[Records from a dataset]
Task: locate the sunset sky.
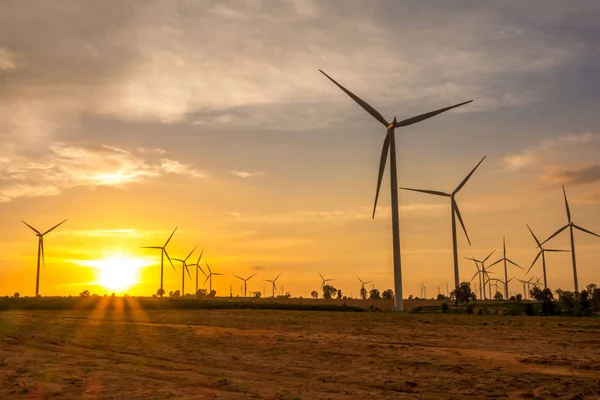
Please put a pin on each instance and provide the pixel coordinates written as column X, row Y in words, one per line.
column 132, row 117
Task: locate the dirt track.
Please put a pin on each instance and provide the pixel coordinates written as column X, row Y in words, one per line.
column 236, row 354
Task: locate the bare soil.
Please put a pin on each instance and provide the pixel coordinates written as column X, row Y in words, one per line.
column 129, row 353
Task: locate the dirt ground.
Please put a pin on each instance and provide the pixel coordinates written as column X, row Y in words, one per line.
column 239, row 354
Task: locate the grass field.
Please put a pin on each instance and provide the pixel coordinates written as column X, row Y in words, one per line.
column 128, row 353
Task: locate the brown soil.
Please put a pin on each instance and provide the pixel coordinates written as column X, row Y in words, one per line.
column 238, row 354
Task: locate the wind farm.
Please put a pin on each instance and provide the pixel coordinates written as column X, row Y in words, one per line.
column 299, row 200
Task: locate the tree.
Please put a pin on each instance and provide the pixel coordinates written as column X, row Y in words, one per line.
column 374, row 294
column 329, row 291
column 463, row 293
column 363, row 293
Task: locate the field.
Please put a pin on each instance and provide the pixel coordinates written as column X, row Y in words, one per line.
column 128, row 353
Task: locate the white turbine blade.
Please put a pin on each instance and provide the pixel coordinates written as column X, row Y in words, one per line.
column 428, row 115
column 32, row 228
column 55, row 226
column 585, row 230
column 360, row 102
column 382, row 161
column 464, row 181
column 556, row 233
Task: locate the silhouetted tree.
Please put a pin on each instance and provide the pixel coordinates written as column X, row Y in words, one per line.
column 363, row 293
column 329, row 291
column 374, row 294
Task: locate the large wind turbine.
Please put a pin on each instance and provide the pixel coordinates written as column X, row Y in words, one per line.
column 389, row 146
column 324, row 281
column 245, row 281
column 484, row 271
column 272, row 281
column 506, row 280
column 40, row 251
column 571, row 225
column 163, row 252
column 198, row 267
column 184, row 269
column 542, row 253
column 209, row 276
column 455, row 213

- Work to complete -
Write out each entry exactly as given, but skip the pictures.

- Solution to this task -
Task: locate the sunset sky.
Please put a pin on each instance and provide the pixel coordinates written as column X, row Y in words, one per line.
column 132, row 117
Task: locate the dirt track.
Please put a pin on each instance and provide the pixel coordinates written as column X, row Y in words, one per line.
column 236, row 354
Task: locate the bare soil.
Please put a pin on each instance and provide the pixel coordinates written as column X, row Y in words, one per line.
column 129, row 353
Task: locate the dirt ground.
Please put a pin on each instance and provide the pixel coordinates written as column X, row Y in words, one per line.
column 239, row 354
Task: locate the grass field.
Please put a pin on each instance and provide the pixel coordinates written as column X, row Y in words, one per line.
column 128, row 353
Task: locate the brown soil.
Please put a pin on each instance and provide the pixel coordinates written as column X, row Y in words, one per line.
column 238, row 354
Task: locate the wind farm.
Please put a pin on each instance and provide the pixel coordinates written as column X, row Y in words, one per line.
column 299, row 200
Task: locate the tree.
Please put a pin on each instance and provide the pixel coordinates written as column X, row Y in words, one per line.
column 374, row 294
column 329, row 291
column 463, row 293
column 363, row 293
Task: locate the field.
Please put a pin on each instance and provide the pixel coordinates written as column X, row Y in words, one per line.
column 128, row 353
Task: locate the white turbine blade.
Please put a pin on each instance and provide the pixel coordinates written as column X, row Y in words, one per line.
column 428, row 115
column 32, row 228
column 55, row 226
column 585, row 230
column 360, row 102
column 382, row 161
column 464, row 181
column 556, row 233
Task: locate the silhouetted tree.
Please put a pin on each instance and provide the pixel coordinates written as column X, row Y in words, one per line.
column 363, row 293
column 329, row 291
column 374, row 294
Task: locate the large wind turbine.
Please put a pin on each instance and provide the pixel coordinates written as column X, row Y in words, one per line.
column 389, row 146
column 324, row 281
column 245, row 281
column 484, row 271
column 272, row 281
column 506, row 280
column 40, row 251
column 571, row 225
column 163, row 252
column 198, row 267
column 184, row 269
column 542, row 253
column 209, row 276
column 455, row 213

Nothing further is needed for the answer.